Happy New Year.
I am due to go to the pub in approximately twenty-seven minutes as I have had what I would call a somewhat despondent day; when one compounds this with the fact that my stocks of food are all but empty then the Wetherspoon’s beer and burger seems like the only sensible option.
So what’s been happening? Well, mes amis, I am back in the fold. I have left the warm, well-fed and laundered bosom of my family (I’ll leave you to figure out if that metaphor actually makes any sense) and have found myself back in Fulham. That’s not to say where I am currently sitting isn’t warm- in fact I think we may be one of the few student households that doesn’t scrimp on heating- it’s just that we actually pay for it. I think the last bill the energy company sent through was somewhere in the order of £700 for the quarter. Luckily, I rang up and was all like “lolz, u is succumb to my leet witz” and they cut the energy bill in half. Win. Nothing to do with giving them an accurate meter reading, of course; indeed the whole over-charging scenario obviously had nothing to do with not letting a patently under-deodorized man into my basement to look at my energy consumption. Obviously.
But I digress. So how have I been filling my days? I’m back in hospital, but thankfully a lot closer to home in one of the larger university hospitals than the district general I was at last term, which was in the back end of nowhere. This one actually has a Tesco in close proximity, instead of a four hour trek by horseback to ye olde market. Cashback.
What I do miss, however, is the sense of blind panic that came with the small, underfunded and underpainted smaller hospital. This new hospital has been a bit of an odd experience; the main way I spend my time is wandering around aimlessly, looking for patients to practice my decidedly dodgy examination skills or ask them generally inane questions surrounding the precise nature of their bowel habits whilst surrounded by artwork dangling from the atria ceiling, including but not limited huge paper-mache mackerels. That rather nicely brings me on to the reason why I am wandering a lot, and not following the team on ward rounds and annoying even more patients:
Norovirus.

^^^^^^^^^^^^^^^^

> What you will do
A – According to the blog post, which shop is close to the new hospital?
B – Sum up the blog post in two sentences.
C – Write the next part of the blog post about returning to Fulham and the new hospital, picking up after its last line.

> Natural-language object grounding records
^^^^^^^^^^^^^^^^

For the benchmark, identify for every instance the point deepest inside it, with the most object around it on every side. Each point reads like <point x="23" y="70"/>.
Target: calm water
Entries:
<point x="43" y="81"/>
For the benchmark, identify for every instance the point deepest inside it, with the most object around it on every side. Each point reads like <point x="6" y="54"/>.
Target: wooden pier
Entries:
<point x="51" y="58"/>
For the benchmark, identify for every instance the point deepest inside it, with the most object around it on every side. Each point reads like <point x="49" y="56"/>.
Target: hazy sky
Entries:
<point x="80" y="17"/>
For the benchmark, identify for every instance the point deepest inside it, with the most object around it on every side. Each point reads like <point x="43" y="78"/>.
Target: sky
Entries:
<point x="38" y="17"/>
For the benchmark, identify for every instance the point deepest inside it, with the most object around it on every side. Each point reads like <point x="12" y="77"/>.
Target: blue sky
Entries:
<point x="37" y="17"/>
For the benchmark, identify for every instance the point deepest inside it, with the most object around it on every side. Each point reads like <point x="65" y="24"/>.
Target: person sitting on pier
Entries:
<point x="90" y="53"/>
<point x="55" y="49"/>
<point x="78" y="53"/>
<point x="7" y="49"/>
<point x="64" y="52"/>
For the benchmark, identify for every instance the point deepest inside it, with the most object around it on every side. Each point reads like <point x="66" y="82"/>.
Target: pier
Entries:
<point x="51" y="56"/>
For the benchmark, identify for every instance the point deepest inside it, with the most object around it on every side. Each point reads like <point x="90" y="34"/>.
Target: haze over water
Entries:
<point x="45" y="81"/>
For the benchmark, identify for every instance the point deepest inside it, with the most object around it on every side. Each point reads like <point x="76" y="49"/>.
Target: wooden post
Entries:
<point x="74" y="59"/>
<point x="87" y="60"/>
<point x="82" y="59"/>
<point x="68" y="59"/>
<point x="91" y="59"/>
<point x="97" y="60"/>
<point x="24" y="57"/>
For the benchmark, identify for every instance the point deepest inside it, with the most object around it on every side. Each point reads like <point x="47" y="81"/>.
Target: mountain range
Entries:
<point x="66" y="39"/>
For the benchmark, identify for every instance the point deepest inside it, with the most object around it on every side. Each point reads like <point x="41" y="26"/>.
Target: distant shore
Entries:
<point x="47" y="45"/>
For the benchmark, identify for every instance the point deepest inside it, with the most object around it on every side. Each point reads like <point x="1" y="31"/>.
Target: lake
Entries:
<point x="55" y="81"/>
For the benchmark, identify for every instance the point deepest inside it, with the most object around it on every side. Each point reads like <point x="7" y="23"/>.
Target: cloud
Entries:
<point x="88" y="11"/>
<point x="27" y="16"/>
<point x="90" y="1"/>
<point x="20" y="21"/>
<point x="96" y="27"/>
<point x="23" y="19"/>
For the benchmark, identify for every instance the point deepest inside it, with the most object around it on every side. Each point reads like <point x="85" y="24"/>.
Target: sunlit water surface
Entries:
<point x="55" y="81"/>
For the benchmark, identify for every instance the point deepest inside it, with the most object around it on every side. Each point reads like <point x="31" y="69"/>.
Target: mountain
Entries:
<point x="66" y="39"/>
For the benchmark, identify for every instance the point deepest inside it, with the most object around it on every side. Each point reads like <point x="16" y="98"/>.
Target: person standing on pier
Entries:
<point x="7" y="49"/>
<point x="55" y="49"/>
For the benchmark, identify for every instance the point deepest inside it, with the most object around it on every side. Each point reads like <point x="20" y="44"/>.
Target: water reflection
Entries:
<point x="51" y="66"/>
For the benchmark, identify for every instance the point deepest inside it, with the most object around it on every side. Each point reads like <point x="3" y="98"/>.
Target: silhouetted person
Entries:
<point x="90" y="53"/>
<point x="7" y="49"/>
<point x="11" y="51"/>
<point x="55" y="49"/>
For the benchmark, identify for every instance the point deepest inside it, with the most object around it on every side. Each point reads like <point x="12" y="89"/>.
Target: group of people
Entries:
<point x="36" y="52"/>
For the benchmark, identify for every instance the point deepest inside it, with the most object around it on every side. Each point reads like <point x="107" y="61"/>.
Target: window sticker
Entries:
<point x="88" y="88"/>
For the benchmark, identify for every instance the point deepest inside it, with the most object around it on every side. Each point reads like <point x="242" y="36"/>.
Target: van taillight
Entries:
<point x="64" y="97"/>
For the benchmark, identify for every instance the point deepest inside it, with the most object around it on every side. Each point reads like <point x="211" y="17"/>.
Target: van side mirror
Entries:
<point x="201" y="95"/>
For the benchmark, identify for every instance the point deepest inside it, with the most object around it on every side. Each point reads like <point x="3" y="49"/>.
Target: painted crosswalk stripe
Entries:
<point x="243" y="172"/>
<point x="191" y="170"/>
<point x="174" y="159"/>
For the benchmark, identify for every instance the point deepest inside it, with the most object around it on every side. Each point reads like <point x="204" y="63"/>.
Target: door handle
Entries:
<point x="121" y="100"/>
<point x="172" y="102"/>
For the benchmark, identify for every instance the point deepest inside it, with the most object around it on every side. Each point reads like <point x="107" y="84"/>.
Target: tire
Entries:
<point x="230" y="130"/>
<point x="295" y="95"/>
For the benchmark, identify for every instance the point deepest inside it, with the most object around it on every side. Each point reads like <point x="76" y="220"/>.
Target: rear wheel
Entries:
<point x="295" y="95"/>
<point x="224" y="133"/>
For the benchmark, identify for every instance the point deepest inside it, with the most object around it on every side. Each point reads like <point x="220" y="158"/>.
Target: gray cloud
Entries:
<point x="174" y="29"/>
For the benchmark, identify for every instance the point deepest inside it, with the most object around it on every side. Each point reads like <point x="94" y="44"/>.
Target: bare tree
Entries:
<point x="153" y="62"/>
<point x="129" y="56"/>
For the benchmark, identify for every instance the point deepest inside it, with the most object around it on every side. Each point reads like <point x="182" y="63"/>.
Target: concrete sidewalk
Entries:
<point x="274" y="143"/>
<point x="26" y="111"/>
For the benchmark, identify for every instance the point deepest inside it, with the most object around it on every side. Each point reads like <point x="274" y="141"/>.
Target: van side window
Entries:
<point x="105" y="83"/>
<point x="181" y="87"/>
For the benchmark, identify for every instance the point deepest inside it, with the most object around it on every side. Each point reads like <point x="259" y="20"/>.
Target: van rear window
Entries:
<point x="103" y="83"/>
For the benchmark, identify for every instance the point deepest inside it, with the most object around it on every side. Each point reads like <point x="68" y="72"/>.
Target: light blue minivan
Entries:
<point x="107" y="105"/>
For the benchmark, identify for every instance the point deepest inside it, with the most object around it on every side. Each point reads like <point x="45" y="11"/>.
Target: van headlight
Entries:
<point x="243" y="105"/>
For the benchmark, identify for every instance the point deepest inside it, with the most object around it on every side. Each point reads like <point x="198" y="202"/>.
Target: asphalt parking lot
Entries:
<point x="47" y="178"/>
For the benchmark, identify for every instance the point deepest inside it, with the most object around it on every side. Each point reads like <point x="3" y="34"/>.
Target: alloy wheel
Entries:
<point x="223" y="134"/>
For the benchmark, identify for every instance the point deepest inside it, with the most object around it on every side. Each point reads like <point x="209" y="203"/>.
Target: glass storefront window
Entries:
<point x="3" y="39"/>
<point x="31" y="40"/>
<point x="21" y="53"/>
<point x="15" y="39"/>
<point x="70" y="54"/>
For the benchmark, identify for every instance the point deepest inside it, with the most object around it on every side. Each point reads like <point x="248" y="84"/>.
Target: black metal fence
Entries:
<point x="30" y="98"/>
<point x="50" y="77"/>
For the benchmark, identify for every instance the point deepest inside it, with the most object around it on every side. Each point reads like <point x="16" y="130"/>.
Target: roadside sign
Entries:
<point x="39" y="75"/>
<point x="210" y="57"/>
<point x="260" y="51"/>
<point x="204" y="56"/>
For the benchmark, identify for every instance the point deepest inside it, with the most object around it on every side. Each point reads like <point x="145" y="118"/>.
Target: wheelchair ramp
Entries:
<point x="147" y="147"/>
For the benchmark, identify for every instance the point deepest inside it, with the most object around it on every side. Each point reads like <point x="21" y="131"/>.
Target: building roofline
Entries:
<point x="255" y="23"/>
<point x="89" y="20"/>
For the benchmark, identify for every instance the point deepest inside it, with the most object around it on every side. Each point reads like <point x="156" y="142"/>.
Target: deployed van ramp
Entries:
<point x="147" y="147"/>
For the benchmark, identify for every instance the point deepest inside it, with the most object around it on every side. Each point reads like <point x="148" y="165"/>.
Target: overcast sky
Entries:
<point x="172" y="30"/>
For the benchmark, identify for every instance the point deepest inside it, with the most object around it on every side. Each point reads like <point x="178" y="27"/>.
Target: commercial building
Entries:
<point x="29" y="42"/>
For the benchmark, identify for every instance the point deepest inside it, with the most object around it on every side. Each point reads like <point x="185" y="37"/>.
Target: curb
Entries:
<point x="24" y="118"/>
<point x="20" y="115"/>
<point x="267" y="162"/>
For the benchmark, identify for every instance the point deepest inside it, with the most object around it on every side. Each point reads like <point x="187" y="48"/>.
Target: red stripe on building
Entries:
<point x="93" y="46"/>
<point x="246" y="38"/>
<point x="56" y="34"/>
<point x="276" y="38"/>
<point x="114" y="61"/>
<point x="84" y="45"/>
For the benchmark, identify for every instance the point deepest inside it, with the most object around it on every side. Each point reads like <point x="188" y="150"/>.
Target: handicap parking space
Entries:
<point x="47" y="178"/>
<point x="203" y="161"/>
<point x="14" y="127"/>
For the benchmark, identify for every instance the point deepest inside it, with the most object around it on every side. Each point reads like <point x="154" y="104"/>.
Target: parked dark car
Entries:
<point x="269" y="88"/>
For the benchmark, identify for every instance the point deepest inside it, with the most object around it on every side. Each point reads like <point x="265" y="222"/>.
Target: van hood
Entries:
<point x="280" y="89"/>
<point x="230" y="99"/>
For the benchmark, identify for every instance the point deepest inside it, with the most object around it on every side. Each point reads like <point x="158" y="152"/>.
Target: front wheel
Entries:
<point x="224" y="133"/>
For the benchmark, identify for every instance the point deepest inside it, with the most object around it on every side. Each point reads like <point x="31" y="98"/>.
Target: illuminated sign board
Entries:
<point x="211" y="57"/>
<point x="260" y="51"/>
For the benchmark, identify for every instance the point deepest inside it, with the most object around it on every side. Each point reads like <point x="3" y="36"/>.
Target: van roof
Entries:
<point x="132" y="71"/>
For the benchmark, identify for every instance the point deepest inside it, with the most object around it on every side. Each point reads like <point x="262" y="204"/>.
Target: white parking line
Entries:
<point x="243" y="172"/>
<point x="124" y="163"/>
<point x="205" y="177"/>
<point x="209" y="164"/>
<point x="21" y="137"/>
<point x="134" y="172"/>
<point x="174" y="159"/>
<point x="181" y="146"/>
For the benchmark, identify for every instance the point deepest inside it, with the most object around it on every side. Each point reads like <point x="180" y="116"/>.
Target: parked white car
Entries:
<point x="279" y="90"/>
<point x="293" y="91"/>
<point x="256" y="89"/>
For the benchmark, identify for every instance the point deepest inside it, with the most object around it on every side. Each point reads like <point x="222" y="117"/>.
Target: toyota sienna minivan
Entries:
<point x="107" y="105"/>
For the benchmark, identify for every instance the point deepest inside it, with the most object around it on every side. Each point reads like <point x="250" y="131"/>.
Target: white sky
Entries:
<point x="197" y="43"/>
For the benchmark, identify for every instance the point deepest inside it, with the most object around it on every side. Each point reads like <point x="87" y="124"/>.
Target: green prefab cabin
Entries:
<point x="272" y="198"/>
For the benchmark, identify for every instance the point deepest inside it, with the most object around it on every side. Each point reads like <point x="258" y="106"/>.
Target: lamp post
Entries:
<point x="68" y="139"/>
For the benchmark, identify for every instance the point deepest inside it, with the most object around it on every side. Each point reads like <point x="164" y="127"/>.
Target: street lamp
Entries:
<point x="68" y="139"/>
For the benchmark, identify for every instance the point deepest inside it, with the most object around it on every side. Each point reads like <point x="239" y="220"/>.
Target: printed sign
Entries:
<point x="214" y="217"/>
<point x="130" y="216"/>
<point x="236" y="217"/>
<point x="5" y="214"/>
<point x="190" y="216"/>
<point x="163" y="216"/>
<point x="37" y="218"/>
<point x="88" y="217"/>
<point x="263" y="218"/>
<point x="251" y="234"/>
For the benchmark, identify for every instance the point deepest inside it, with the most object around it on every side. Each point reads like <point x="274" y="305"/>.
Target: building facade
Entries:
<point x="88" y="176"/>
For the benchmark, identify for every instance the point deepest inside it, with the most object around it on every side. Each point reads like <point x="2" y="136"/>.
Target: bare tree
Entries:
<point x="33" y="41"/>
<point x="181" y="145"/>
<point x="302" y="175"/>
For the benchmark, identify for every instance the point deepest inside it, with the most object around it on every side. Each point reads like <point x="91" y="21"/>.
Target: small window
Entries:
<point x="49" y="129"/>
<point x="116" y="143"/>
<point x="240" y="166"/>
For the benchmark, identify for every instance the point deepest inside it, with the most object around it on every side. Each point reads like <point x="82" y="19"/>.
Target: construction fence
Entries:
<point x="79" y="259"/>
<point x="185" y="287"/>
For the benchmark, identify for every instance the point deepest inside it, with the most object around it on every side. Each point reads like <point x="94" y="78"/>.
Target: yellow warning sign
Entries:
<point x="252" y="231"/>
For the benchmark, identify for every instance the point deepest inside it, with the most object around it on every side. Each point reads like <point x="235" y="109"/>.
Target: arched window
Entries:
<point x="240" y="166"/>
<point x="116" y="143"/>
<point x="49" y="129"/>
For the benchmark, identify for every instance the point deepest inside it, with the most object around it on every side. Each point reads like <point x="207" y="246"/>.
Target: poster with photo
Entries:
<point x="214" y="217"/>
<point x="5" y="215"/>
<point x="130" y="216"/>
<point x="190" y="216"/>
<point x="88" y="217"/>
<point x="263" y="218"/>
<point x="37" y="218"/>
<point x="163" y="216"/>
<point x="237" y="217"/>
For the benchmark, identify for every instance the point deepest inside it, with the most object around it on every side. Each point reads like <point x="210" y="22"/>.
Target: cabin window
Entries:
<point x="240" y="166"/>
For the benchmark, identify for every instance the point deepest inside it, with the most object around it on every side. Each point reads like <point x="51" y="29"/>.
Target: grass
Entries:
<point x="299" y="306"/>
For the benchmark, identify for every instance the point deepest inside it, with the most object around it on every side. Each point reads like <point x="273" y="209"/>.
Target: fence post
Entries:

^^^^^^^^^^^^^^^^

> Solved tasks
A – A Tesco.

B – The writer has left family behind and returned to Fulham, where a phone call to the energy company got a quarterly bill of about £700 cut in half. Now working at a large university hospital closer to home, the writer mostly wanders around looking for patients to examine and question instead of joining ward rounds, because of norovirus.

C –
For those of you that aren’t familiar with the term, norovirus is the name of the pathogen which causes the rather pragmatically named “Winter Vomiting Disease.” Now I’m not a doctor, but even I can tell that such a disease doesn’t sound like a huge amount of fun. I won’t insult your vivid imaginations by going into the fine details of it, but it is a self-limiting illness which burns itself out after a few days of your making much better friends with a lavatory than you had ever imagined possible. The sad part is that once it gets into a hospital it spreads like wildfire- and there’s nothing worse for an already sick patient then being drained of the two least pleasant bodily fluids in a manner that could well be set to the 1812 Overture (http://www.youtube.com/watch?v=u2W1Wi2U9sQ : You really want to be heading to the last minute- about 3:05 onwards- for the right music to that glorious mental image…) To stop said spread, wards get shut down to those only with a clinical need- and that does not include students. So I while away the time looking up rare eponymous syndromes and diseases, pouring over textbook after textbook and absolutely not raiding the free coffee and Nutella in the mess whilst playing pool. Absolutely not.
So if you do suddenly start leaking that which I shall euphemistically term “wastewater” profusely from one or more orifices, please don’t come and see me. As much as a few days in bed would do me no end of psychological good, norovirus is only a good excuse for wandering the corridors and avoiding work when the patients have it and you don’t.